▶ [Request]:
Please give the items again from their start through the line containing "Query: bus front wheel", inclusive, substituting "tool" for "segmenter" and changing nothing else. Leave the pictures out of your answer.

════════════════════

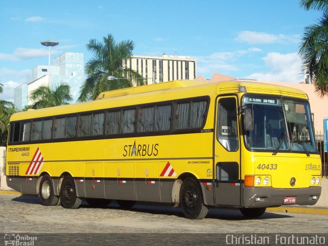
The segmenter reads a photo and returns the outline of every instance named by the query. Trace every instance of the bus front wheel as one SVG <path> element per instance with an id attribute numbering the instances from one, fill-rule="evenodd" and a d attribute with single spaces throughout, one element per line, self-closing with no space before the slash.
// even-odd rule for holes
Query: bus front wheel
<path id="1" fill-rule="evenodd" d="M 41 178 L 39 196 L 44 206 L 54 206 L 59 199 L 58 196 L 55 196 L 52 180 L 48 174 L 45 174 Z"/>
<path id="2" fill-rule="evenodd" d="M 257 218 L 264 214 L 266 209 L 266 208 L 241 208 L 239 210 L 247 218 Z"/>
<path id="3" fill-rule="evenodd" d="M 71 176 L 66 176 L 63 179 L 60 197 L 61 206 L 66 209 L 77 209 L 81 204 L 81 200 L 76 196 L 75 184 Z"/>
<path id="4" fill-rule="evenodd" d="M 193 178 L 187 178 L 181 186 L 180 206 L 188 219 L 202 219 L 209 212 L 209 209 L 203 202 L 200 188 Z"/>

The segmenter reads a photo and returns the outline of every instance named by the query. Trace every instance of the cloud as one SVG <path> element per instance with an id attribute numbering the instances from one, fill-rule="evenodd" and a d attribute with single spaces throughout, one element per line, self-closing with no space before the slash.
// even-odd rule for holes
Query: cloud
<path id="1" fill-rule="evenodd" d="M 57 54 L 58 51 L 52 50 L 51 54 Z M 20 60 L 27 60 L 40 57 L 49 55 L 49 51 L 46 49 L 27 49 L 17 48 L 12 54 L 0 53 L 0 60 L 15 61 Z"/>
<path id="2" fill-rule="evenodd" d="M 244 78 L 293 83 L 299 83 L 304 80 L 301 60 L 297 53 L 271 52 L 262 59 L 269 71 L 255 73 L 244 76 Z"/>
<path id="3" fill-rule="evenodd" d="M 9 89 L 13 89 L 15 88 L 20 84 L 19 83 L 17 83 L 17 82 L 14 82 L 12 80 L 9 80 L 8 82 L 4 83 L 3 85 L 4 88 L 7 87 Z"/>
<path id="4" fill-rule="evenodd" d="M 16 71 L 8 68 L 0 69 L 0 83 L 4 85 L 4 92 L 0 94 L 0 99 L 14 101 L 14 89 L 19 85 L 32 81 L 32 70 L 26 69 Z"/>
<path id="5" fill-rule="evenodd" d="M 43 18 L 40 16 L 31 16 L 25 19 L 25 21 L 28 22 L 36 22 L 42 20 L 43 20 Z"/>
<path id="6" fill-rule="evenodd" d="M 238 71 L 233 63 L 241 57 L 261 51 L 258 48 L 250 48 L 232 52 L 215 52 L 208 56 L 196 57 L 197 74 L 210 77 L 215 72 Z"/>
<path id="7" fill-rule="evenodd" d="M 161 42 L 167 40 L 168 39 L 167 38 L 162 38 L 161 37 L 155 37 L 154 40 L 156 42 Z"/>
<path id="8" fill-rule="evenodd" d="M 299 35 L 275 35 L 264 32 L 243 31 L 238 34 L 235 40 L 251 45 L 298 43 L 299 42 Z"/>

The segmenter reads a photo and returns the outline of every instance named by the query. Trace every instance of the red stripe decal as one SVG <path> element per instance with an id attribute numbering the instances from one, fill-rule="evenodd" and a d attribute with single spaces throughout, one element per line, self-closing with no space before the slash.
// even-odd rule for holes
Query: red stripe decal
<path id="1" fill-rule="evenodd" d="M 174 173 L 174 169 L 172 168 L 170 171 L 170 173 L 169 174 L 169 175 L 168 175 L 169 177 L 171 177 L 171 176 L 172 176 L 172 174 L 173 174 L 173 173 Z"/>
<path id="2" fill-rule="evenodd" d="M 166 166 L 164 168 L 164 169 L 163 169 L 163 171 L 162 171 L 161 173 L 159 176 L 164 176 L 164 174 L 165 174 L 165 173 L 166 173 L 166 171 L 168 170 L 169 167 L 170 167 L 170 162 L 168 161 L 168 163 L 166 164 Z"/>

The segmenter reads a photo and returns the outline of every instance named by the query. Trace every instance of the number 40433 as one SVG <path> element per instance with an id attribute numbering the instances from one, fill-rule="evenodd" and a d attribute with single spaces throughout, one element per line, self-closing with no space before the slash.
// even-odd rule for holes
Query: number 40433
<path id="1" fill-rule="evenodd" d="M 278 168 L 278 164 L 259 164 L 256 167 L 257 169 L 267 170 L 276 170 Z"/>

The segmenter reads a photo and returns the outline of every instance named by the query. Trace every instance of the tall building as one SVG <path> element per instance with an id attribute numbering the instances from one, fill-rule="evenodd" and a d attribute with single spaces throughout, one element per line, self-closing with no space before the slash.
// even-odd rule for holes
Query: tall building
<path id="1" fill-rule="evenodd" d="M 174 79 L 193 79 L 196 76 L 196 59 L 188 56 L 166 54 L 161 56 L 134 55 L 123 65 L 138 72 L 147 85 Z M 32 82 L 14 89 L 14 103 L 19 109 L 32 104 L 29 99 L 32 91 L 43 85 L 54 88 L 63 82 L 71 86 L 72 102 L 76 102 L 85 79 L 83 54 L 64 53 L 55 58 L 53 66 L 36 66 L 32 72 Z"/>
<path id="2" fill-rule="evenodd" d="M 32 79 L 28 85 L 14 89 L 14 103 L 19 109 L 32 103 L 29 96 L 32 91 L 41 86 L 53 89 L 63 83 L 71 87 L 72 102 L 76 102 L 84 80 L 83 53 L 66 52 L 55 58 L 53 66 L 36 66 L 32 69 Z"/>
<path id="3" fill-rule="evenodd" d="M 125 67 L 138 72 L 147 84 L 196 78 L 196 59 L 189 56 L 133 55 Z"/>

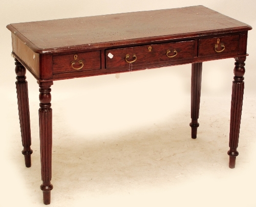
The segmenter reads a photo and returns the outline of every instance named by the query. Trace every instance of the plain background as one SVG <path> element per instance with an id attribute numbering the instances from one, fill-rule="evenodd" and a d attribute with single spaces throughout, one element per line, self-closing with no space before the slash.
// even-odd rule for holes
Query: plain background
<path id="1" fill-rule="evenodd" d="M 228 167 L 234 59 L 203 64 L 198 139 L 189 139 L 189 64 L 55 81 L 53 206 L 255 206 L 254 0 L 0 2 L 0 206 L 43 206 L 38 87 L 27 74 L 32 167 L 25 167 L 11 23 L 203 5 L 252 27 L 236 168 Z M 254 28 L 253 29 L 253 28 Z"/>

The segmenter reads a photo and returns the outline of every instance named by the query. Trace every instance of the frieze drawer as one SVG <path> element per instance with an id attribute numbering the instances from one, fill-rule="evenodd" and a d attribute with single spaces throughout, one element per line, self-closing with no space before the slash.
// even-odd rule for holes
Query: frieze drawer
<path id="1" fill-rule="evenodd" d="M 129 67 L 136 65 L 160 66 L 180 59 L 193 58 L 195 41 L 155 44 L 107 50 L 106 68 Z"/>
<path id="2" fill-rule="evenodd" d="M 198 41 L 198 57 L 238 54 L 239 35 L 201 39 Z"/>
<path id="3" fill-rule="evenodd" d="M 100 51 L 54 56 L 53 62 L 54 74 L 99 70 Z"/>

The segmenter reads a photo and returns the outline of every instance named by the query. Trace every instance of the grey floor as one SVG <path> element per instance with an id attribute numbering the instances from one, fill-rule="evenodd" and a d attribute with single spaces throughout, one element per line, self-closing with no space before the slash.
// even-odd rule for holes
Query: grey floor
<path id="1" fill-rule="evenodd" d="M 230 169 L 232 70 L 223 73 L 214 62 L 232 67 L 233 60 L 203 63 L 196 140 L 190 138 L 189 126 L 189 65 L 55 82 L 50 205 L 255 206 L 256 96 L 245 90 L 240 154 L 236 168 Z M 3 206 L 44 205 L 39 189 L 38 85 L 30 74 L 27 78 L 30 168 L 25 167 L 21 153 L 14 74 L 12 82 L 0 90 L 5 100 Z"/>

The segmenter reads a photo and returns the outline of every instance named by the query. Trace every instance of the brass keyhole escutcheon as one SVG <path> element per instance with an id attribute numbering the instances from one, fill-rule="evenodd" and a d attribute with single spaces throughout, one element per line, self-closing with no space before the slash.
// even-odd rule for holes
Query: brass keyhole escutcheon
<path id="1" fill-rule="evenodd" d="M 77 55 L 74 55 L 74 59 L 75 59 L 75 60 L 77 60 Z M 80 69 L 81 69 L 83 67 L 83 63 L 82 62 L 82 60 L 80 60 L 78 61 L 78 63 L 80 64 L 80 67 L 74 67 L 74 65 L 75 63 L 76 63 L 76 62 L 75 61 L 74 61 L 74 60 L 71 62 L 71 67 L 72 67 L 72 68 L 73 69 L 75 69 L 75 70 L 80 70 Z"/>

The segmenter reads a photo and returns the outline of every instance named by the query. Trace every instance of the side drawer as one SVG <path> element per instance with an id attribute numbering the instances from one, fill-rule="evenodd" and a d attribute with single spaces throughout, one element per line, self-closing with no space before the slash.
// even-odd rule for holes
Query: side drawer
<path id="1" fill-rule="evenodd" d="M 107 50 L 106 68 L 129 67 L 132 62 L 134 67 L 160 66 L 164 62 L 193 58 L 194 54 L 194 40 Z"/>
<path id="2" fill-rule="evenodd" d="M 100 51 L 54 56 L 53 74 L 101 68 Z"/>
<path id="3" fill-rule="evenodd" d="M 238 54 L 239 35 L 201 39 L 198 41 L 198 57 Z"/>

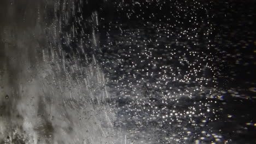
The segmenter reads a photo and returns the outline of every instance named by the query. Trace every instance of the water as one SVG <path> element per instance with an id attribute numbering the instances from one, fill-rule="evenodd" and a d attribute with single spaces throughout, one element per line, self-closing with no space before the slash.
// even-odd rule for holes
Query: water
<path id="1" fill-rule="evenodd" d="M 1 3 L 1 143 L 255 142 L 255 2 Z"/>

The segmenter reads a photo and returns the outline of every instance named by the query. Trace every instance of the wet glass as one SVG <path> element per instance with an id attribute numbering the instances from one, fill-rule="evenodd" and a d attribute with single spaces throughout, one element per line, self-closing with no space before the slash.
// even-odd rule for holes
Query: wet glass
<path id="1" fill-rule="evenodd" d="M 0 143 L 256 143 L 254 5 L 1 0 Z"/>

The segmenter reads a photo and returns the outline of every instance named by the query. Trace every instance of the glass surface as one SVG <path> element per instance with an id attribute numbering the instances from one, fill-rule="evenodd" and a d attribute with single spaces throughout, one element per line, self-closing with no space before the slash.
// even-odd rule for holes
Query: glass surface
<path id="1" fill-rule="evenodd" d="M 255 5 L 1 0 L 0 143 L 256 143 Z"/>

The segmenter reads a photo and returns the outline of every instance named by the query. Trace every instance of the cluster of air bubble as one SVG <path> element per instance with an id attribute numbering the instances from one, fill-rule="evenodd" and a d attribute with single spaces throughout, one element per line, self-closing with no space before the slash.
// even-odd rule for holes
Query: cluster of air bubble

════════════════════

▶ [Full response]:
The tool reads a photo and returns the outline of every instance named by the query. Trace every instance of the bus front wheel as one SVG <path> element per instance with an id attribute numbering the instances from one, fill-rule="evenodd" and a d attribute with single spaces throughout, one element per line, self-closing with no space before the slash.
// even-odd rule for holes
Query: bus front wheel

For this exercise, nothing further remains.